Record set:

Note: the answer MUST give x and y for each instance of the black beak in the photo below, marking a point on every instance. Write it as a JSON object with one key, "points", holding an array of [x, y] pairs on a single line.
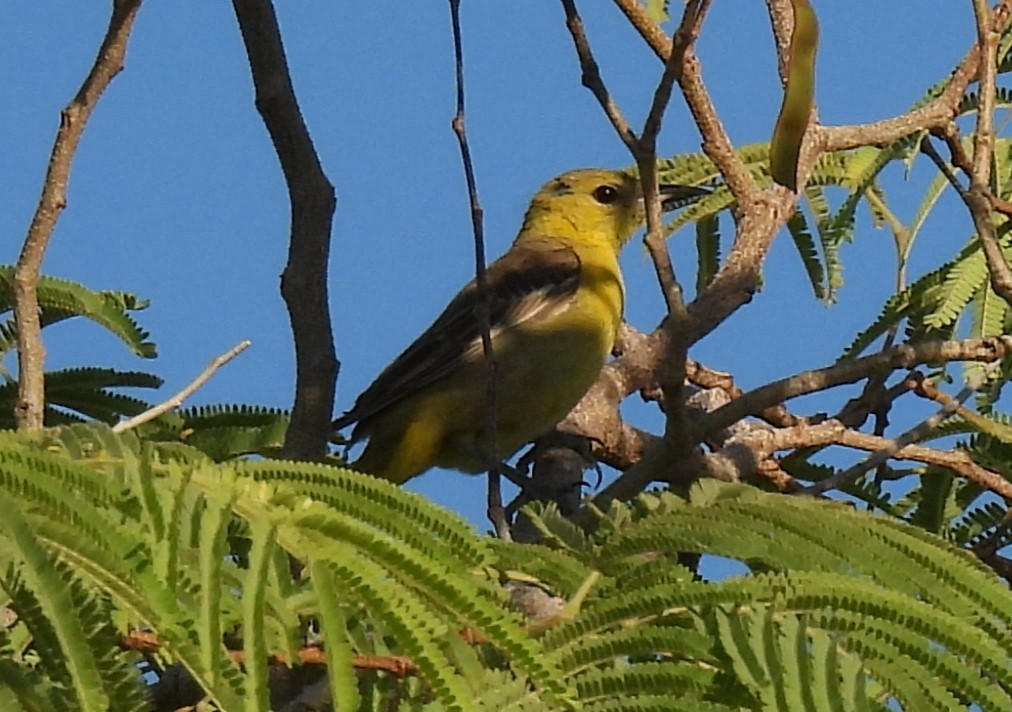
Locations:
{"points": [[674, 196]]}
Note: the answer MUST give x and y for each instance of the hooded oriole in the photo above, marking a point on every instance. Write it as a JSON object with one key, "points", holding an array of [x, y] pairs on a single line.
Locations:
{"points": [[556, 302]]}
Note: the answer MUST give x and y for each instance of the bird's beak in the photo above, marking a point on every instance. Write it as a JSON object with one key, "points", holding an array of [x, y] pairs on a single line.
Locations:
{"points": [[674, 196]]}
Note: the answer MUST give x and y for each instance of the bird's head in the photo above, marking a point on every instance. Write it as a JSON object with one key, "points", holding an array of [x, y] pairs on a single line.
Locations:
{"points": [[595, 203]]}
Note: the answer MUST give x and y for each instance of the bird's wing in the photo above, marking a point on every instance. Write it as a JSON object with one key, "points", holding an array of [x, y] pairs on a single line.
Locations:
{"points": [[523, 284]]}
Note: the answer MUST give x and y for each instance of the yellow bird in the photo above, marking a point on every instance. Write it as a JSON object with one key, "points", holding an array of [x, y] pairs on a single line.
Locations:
{"points": [[556, 302]]}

Assignment:
What's needed is an exact copy of every entry, minus the pictures.

Output below:
Note: the answer MUST give x and y for each instance of the black beak in the photo below, marking a point on every instance. Write it as a JSON object with one key, "points", holding an array of [x, y] pairs on a single line.
Locations:
{"points": [[674, 196]]}
Note: the answer MUST give x and y for each instance of the hooded oriole in the photo above, marking a point on every instance. Write it as a JSON object with one key, "points", holding an array of [x, y] pairs on a single line.
Locations:
{"points": [[556, 302]]}
Note: the answer MUST give x and y for each instance of the bird's beak in the photo above, marking a point on every instance. Write it as a JSON object with one key, "points", holding an array of [x, y] pairs on a single line.
Locations:
{"points": [[674, 196]]}
Note: the answer MUST give x and y for each instance of the bird's head in the photo above, marking a point on every instance. Write it as a JSON object with one key, "points", holding an array of [x, y] pairs on a single line.
Locations:
{"points": [[595, 203]]}
Note: the answer MUST give x and y for each instance of the bird's wing in the photo above, marking a point on every instance. Write it as a JSON object with one key, "points", holding an array of [x, y] pairs on a single line.
Locations:
{"points": [[523, 284]]}
Note: the answer MUST give x and y for each instance of the yellow bird in the photo above, marking a point on every instance. Write it as a JSON object with one key, "points", holding an array of [x, y] pairs on a single line.
Locations:
{"points": [[556, 302]]}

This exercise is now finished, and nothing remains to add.